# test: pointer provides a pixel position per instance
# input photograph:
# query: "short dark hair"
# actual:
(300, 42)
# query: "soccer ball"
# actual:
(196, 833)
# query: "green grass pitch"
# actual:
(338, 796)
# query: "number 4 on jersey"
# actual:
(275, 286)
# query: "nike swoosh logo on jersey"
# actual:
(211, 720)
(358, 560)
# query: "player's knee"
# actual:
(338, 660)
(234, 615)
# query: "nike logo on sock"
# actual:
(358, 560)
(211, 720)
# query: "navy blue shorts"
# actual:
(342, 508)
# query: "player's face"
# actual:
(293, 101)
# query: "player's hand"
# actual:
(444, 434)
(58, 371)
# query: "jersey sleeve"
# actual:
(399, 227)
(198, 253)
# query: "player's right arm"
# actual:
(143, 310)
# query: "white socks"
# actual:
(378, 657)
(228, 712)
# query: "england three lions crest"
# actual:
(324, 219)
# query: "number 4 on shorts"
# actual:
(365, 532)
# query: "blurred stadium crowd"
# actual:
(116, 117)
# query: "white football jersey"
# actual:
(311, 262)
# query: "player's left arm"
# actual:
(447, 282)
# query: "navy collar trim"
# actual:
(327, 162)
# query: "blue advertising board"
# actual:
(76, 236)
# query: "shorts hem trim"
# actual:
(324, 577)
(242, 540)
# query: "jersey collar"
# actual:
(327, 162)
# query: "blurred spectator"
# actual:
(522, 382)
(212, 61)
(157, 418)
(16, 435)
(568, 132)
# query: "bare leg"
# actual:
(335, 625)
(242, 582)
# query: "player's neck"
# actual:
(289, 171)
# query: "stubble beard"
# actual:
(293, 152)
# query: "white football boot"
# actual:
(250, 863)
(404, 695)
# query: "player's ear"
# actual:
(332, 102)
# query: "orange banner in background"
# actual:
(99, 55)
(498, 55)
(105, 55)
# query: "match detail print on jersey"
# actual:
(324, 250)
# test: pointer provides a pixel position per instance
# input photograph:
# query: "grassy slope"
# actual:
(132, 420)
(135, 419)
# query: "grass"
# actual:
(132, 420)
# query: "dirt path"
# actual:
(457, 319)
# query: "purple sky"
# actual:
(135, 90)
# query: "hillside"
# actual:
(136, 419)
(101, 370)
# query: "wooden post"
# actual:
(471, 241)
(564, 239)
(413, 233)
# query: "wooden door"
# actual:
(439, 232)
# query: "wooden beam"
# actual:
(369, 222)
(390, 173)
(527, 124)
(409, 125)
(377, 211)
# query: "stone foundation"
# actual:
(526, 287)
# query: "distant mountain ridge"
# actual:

━━━━

*The request*
Transcribe the whole listing exactly.

*Result below*
# test: pointer provides a pixel position per instance
# input photograph:
# query: "short dark hair"
# actual:
(300, 42)
# query: "soccer ball"
# actual:
(196, 833)
# query: "green grass pitch"
# actual:
(338, 796)
# query: "number 4 on jersey"
# actual:
(275, 286)
# query: "nike swoosh logo on jersey"
# actual:
(211, 720)
(358, 560)
# query: "player's knee"
# actual:
(338, 660)
(234, 615)
# query: "nike logo on sock"
# actual:
(358, 560)
(211, 720)
# query: "navy blue shorts"
# actual:
(342, 508)
# query: "player's face"
# actual:
(293, 101)
# query: "player's hand"
# actual:
(444, 434)
(58, 371)
# query: "jersey sleeve"
# actual:
(399, 227)
(198, 253)
# query: "player's right arm"
# actual:
(143, 310)
# query: "white socks"
# actual:
(378, 657)
(228, 712)
# query: "england three lions crest"
# actual:
(324, 219)
# query: "number 4 on shorts"
# actual:
(365, 532)
# query: "blurred stadium crowd"
# actual:
(116, 117)
# query: "white football jersey"
# actual:
(311, 262)
# query: "player's left arm"
# actual:
(447, 282)
# query: "navy collar trim"
# actual:
(327, 162)
# query: "blue advertising board"
# actual:
(76, 236)
# query: "shorts hem trim"
# actual:
(324, 577)
(242, 540)
# query: "jersey collar"
# actual:
(327, 162)
# query: "blurred spectator"
# actual:
(522, 382)
(212, 61)
(157, 418)
(16, 435)
(568, 132)
# query: "bare leg"
# actual:
(335, 625)
(242, 582)
# query: "player's neck"
# actual:
(289, 171)
# query: "stubble beard"
# actual:
(293, 152)
# query: "white football boot"
# actual:
(250, 863)
(404, 695)
# query: "player's ear"
# actual:
(332, 102)
# query: "orange banner in background"
# actual:
(99, 55)
(498, 55)
(105, 55)
# query: "match detail print on jersey"
# actual:
(324, 250)
# test: pointer provides a pixel position per instance
# input photograph:
# query: "grassy slope"
# actual:
(132, 420)
(135, 419)
# query: "grass"
# actual:
(132, 420)
# query: "dirt path"
# actual:
(457, 319)
# query: "purple sky"
# actual:
(135, 90)
# query: "hillside"
# actual:
(136, 419)
(101, 370)
# query: "wooden post"
# actual:
(471, 241)
(564, 239)
(413, 233)
# query: "wooden door"
# actual:
(439, 232)
# query: "wooden beam"
# actual:
(369, 222)
(390, 173)
(527, 124)
(409, 125)
(377, 211)
# query: "stone foundation"
# actual:
(526, 287)
# query: "distant mountain ridge"
# actual:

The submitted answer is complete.